[Stored items from a collection]
=======
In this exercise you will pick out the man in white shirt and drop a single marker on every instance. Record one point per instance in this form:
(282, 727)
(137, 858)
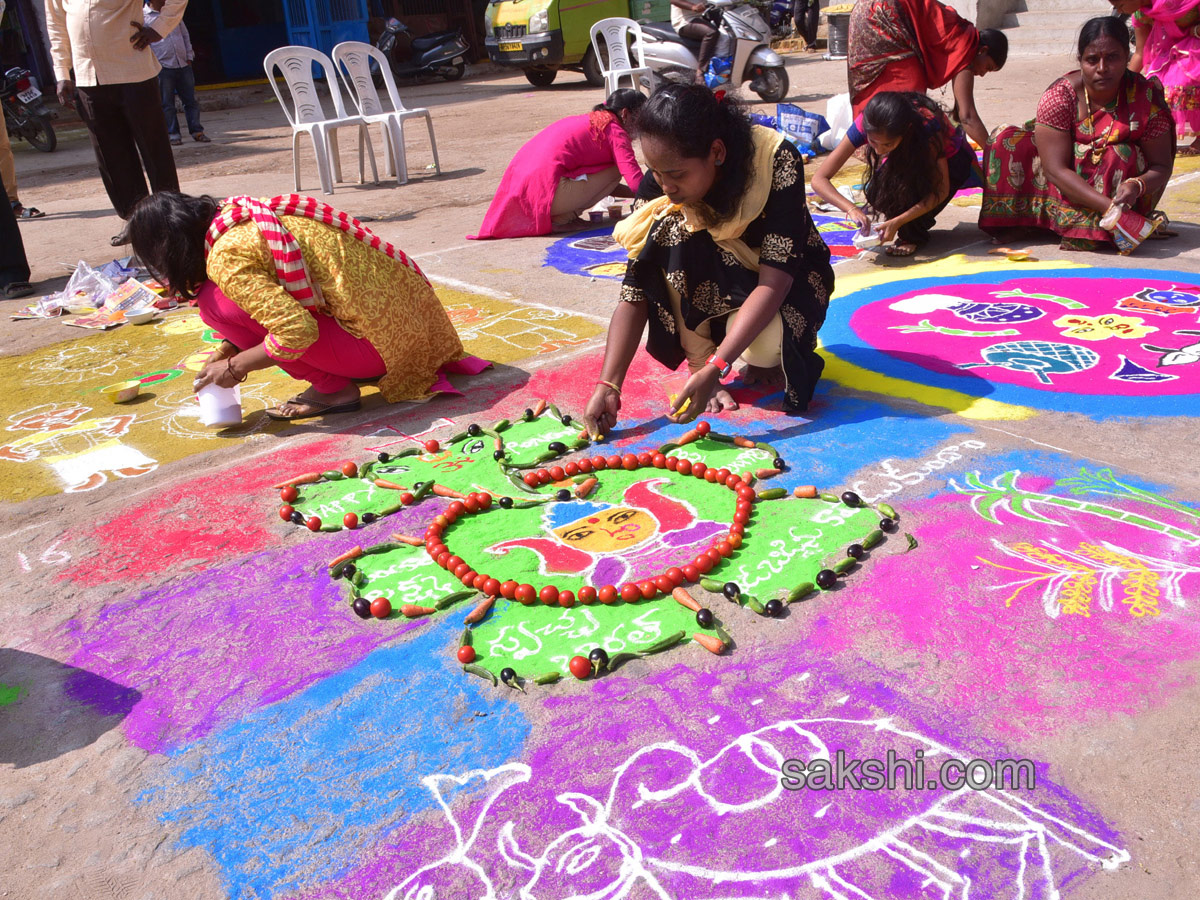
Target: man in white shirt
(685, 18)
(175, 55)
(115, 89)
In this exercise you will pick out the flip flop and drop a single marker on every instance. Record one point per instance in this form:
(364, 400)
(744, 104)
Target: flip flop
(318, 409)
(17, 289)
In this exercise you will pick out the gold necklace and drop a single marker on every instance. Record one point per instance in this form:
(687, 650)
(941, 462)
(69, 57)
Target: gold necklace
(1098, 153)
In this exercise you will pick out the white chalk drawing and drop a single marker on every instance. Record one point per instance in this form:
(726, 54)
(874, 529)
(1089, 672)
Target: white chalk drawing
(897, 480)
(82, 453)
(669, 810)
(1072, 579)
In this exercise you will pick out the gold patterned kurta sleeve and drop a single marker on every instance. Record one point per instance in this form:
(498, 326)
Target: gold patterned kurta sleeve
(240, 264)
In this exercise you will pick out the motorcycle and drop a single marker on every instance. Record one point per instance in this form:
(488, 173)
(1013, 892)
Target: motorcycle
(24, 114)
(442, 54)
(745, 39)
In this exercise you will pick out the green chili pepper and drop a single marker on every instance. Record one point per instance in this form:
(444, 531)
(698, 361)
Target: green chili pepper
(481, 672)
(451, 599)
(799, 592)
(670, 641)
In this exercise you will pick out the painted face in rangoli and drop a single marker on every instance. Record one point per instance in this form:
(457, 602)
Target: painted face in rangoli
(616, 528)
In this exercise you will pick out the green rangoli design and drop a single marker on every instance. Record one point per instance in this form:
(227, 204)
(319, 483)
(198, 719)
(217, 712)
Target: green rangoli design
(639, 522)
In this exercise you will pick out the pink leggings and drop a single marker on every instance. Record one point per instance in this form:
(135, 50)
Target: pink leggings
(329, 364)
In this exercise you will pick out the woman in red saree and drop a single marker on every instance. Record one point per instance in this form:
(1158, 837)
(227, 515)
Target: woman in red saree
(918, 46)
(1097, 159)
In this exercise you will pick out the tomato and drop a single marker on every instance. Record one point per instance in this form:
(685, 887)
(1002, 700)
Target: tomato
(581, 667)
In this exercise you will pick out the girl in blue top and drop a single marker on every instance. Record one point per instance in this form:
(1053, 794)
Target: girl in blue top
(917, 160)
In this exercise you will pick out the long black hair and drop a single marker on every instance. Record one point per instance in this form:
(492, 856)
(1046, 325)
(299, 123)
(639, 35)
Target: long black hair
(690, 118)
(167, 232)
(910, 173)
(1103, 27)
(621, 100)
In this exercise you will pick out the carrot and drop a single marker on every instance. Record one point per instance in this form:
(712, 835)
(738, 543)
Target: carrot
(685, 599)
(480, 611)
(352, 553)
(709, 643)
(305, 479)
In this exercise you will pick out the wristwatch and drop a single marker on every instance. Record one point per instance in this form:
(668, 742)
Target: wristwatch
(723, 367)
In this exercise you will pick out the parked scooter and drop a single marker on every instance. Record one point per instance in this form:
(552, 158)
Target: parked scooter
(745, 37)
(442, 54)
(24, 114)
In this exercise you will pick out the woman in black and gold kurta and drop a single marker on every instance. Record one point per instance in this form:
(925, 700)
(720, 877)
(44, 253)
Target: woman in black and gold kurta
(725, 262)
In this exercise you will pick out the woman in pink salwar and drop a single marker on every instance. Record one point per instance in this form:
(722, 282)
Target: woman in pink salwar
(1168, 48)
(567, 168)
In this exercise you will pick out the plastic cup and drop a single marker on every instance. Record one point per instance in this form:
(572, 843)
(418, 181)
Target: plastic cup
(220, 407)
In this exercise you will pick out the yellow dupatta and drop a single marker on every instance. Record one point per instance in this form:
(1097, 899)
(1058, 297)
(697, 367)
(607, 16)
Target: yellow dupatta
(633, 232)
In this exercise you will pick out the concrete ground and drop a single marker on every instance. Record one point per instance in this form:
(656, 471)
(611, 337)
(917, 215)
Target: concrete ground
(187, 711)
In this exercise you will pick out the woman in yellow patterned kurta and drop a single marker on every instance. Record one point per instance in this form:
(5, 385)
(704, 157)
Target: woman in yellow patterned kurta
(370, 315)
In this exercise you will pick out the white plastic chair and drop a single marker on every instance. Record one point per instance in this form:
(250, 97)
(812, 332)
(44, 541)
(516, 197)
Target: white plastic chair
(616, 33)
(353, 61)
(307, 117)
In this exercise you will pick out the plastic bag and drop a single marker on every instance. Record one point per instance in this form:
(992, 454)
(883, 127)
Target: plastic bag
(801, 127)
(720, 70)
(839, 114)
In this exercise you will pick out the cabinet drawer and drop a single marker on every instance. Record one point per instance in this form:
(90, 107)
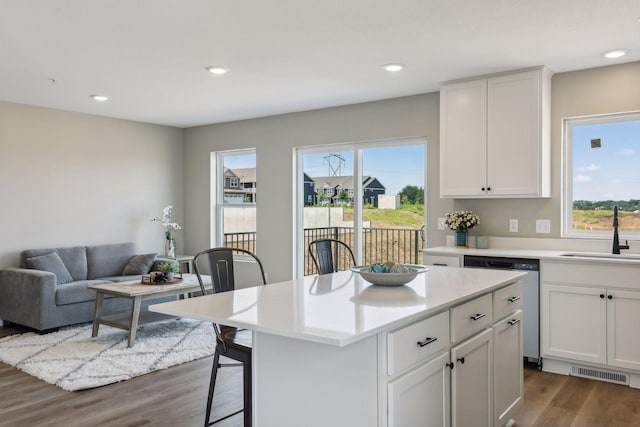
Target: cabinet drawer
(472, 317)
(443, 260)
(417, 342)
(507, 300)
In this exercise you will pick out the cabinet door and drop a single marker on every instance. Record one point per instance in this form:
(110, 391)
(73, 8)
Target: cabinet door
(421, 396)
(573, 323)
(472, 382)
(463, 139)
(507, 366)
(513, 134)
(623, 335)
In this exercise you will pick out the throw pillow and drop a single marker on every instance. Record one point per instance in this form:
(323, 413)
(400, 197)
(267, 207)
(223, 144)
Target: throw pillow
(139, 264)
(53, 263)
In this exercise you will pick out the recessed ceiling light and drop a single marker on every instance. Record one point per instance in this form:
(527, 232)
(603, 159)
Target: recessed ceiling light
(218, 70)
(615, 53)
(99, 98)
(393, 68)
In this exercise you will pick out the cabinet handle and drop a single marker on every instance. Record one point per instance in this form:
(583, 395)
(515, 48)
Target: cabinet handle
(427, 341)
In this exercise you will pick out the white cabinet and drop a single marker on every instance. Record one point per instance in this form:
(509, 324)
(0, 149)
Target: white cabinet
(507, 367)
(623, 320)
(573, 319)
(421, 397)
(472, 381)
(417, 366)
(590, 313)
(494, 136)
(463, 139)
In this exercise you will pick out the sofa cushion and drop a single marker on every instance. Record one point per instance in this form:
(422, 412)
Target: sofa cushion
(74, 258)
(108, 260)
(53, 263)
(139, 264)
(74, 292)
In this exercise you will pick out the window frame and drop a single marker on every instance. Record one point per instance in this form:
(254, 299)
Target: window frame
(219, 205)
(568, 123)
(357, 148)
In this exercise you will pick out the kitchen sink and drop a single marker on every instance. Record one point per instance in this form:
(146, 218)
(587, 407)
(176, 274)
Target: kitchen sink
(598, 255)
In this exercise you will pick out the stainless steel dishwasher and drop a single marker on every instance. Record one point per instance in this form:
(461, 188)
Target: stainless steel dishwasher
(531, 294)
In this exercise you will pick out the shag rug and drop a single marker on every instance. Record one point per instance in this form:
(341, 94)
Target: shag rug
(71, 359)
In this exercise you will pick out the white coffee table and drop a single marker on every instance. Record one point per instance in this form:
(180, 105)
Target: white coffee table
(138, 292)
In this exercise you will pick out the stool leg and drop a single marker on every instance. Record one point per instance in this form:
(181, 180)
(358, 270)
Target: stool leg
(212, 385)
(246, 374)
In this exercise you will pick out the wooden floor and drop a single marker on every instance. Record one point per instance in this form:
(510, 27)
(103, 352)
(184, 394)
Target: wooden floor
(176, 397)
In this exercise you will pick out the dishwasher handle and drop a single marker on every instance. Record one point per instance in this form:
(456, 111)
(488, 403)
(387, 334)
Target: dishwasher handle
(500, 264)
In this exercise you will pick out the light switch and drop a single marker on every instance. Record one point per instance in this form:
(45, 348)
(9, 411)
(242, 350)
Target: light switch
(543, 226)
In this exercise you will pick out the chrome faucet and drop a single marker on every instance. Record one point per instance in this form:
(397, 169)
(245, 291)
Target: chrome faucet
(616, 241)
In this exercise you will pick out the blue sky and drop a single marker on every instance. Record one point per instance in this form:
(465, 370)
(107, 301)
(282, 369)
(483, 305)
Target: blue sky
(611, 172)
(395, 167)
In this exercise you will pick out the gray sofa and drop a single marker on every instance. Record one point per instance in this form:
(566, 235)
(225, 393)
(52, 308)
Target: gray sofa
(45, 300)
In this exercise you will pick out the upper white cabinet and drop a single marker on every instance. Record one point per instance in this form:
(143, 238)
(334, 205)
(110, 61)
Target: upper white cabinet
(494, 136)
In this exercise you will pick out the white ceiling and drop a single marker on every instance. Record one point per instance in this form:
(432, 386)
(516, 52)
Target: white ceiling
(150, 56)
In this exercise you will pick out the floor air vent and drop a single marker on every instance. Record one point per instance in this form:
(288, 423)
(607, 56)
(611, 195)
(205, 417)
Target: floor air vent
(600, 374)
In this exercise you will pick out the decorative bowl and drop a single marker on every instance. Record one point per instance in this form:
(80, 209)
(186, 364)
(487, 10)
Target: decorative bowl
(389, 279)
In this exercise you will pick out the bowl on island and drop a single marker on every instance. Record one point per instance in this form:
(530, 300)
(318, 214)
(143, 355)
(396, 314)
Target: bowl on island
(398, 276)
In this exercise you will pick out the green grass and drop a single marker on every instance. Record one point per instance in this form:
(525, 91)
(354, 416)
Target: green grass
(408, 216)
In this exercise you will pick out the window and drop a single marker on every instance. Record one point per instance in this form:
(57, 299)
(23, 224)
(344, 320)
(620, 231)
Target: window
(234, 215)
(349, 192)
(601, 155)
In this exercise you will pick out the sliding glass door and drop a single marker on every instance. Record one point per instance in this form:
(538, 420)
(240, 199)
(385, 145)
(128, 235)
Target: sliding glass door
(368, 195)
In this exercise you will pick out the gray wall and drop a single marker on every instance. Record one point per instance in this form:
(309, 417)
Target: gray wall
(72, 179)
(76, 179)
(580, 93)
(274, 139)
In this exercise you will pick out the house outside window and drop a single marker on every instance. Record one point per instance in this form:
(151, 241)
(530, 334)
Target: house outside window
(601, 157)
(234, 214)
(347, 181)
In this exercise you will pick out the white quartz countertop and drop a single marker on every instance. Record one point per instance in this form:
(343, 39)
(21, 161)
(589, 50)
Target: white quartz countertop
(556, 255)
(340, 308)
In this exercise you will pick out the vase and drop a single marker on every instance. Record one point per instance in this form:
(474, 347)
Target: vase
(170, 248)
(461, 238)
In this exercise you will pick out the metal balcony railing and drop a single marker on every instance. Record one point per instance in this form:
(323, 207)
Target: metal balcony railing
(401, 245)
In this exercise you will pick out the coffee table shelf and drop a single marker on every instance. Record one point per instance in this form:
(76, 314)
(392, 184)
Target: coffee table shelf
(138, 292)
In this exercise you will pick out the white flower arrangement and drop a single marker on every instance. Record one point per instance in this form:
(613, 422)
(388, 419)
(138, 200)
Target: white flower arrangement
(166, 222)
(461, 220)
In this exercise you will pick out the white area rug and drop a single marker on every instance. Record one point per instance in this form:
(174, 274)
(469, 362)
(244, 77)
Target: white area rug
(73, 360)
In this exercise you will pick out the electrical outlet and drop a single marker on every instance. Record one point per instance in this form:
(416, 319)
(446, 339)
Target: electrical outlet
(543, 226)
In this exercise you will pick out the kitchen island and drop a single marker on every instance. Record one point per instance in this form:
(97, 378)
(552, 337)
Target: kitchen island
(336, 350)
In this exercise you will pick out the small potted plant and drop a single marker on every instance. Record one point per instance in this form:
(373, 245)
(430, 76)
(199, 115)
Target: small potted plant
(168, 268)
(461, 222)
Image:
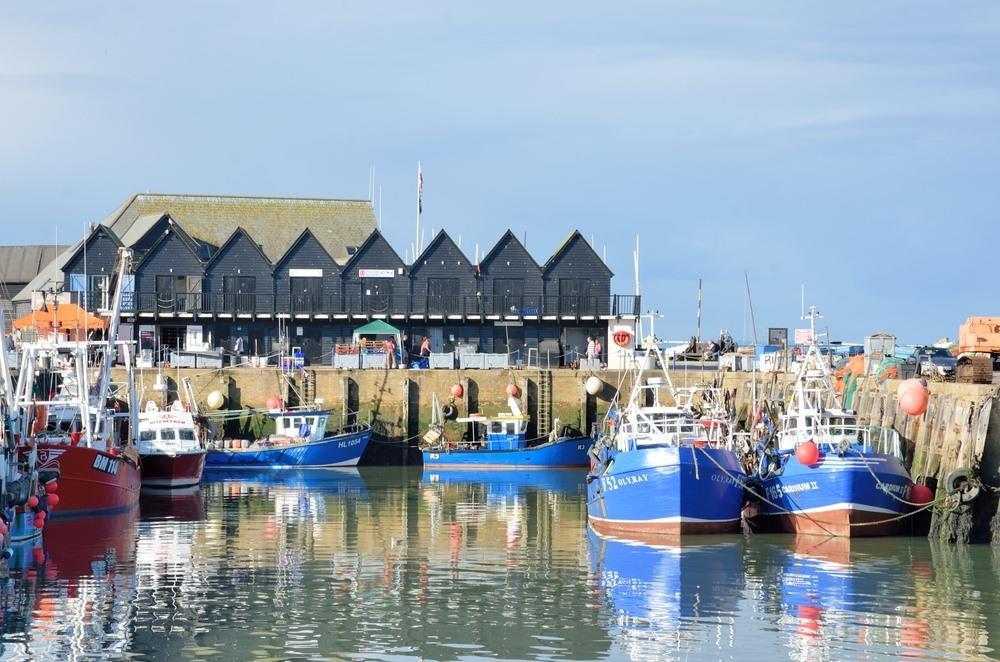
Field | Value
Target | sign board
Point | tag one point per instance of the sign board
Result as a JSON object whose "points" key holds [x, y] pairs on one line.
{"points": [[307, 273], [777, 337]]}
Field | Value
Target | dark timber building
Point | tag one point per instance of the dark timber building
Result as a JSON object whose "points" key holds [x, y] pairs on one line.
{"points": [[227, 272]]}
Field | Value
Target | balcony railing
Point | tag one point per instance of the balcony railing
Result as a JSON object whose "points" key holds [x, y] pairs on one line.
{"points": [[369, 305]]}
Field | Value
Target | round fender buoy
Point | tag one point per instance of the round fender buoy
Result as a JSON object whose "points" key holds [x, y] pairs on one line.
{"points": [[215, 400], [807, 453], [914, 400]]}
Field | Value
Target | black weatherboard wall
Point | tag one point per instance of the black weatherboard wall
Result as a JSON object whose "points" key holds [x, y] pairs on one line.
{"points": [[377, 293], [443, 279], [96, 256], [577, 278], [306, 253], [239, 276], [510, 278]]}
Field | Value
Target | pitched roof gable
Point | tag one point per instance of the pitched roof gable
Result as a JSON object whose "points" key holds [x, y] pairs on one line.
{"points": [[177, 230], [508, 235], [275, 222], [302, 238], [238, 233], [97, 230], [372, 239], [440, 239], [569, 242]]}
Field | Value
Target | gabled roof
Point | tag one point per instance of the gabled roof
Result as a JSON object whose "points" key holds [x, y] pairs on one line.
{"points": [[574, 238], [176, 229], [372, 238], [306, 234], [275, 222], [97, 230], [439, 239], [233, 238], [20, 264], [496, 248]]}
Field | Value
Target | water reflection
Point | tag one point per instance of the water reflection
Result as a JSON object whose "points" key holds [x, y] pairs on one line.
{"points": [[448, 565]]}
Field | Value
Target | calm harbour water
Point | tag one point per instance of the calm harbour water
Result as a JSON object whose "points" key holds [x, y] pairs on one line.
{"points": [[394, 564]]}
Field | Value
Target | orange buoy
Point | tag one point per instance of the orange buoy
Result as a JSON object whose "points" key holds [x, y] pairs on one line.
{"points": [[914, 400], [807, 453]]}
=======
Could you state the number of lines above in which the word "timber" appears? Give that number by itself.

RESPONSE:
2